Activity:
Set down all of the entries word for word, omitting the images they contain.

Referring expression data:
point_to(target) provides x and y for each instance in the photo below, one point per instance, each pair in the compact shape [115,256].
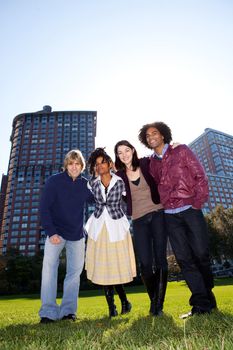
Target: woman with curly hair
[110,260]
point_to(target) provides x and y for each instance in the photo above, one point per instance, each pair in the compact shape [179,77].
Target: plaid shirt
[113,198]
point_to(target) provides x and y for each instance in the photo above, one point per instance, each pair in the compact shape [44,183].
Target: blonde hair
[74,155]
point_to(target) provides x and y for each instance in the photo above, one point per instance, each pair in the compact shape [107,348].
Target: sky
[132,61]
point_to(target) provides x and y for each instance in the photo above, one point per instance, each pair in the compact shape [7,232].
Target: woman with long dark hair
[110,260]
[143,205]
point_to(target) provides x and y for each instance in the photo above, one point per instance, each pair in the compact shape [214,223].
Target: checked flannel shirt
[113,197]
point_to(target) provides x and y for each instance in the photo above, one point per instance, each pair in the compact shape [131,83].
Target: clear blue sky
[133,61]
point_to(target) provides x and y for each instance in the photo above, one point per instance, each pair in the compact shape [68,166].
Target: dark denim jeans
[150,240]
[188,236]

Answer section:
point_to(target) provides x and y for each instance in the photo below, one point per instance, each pair in the compact shape [115,256].
Target: woman with curly hair
[110,260]
point_to(target) provides x and y for each instance in the photo above, one point per instance, each pair in the compact shape [179,77].
Target: plaid shirt
[113,198]
point_to(target) provides x and y for each instance in the photo above, one point per instance, each pair in the compact shape [44,183].
Target: blonde hair
[74,155]
point_to(target) provides x and y for each instance in the photo above, one point per instance, each pair in the compact shape [107,348].
Target: sky
[132,61]
point_to(target) provides x and y for each instance in the photo above, one point per instance, each pair in the compact shape [7,232].
Target: woman with long dark hair
[110,260]
[143,205]
point_to(target) provides x and y for each instance in the photo above, one point per instance, each pair in the compact shape [214,223].
Target: checked flannel shirt
[113,197]
point_to(target) provides x and y for each instance in the photo above, one point per instance, each pair in the compact shape [131,83].
Target: clear blue sky
[133,61]
point_to(target) provides x and y for each instance in the photo above, one point per instance, each pair in the compact shape [68,166].
Target: dark denim jeans
[150,240]
[188,236]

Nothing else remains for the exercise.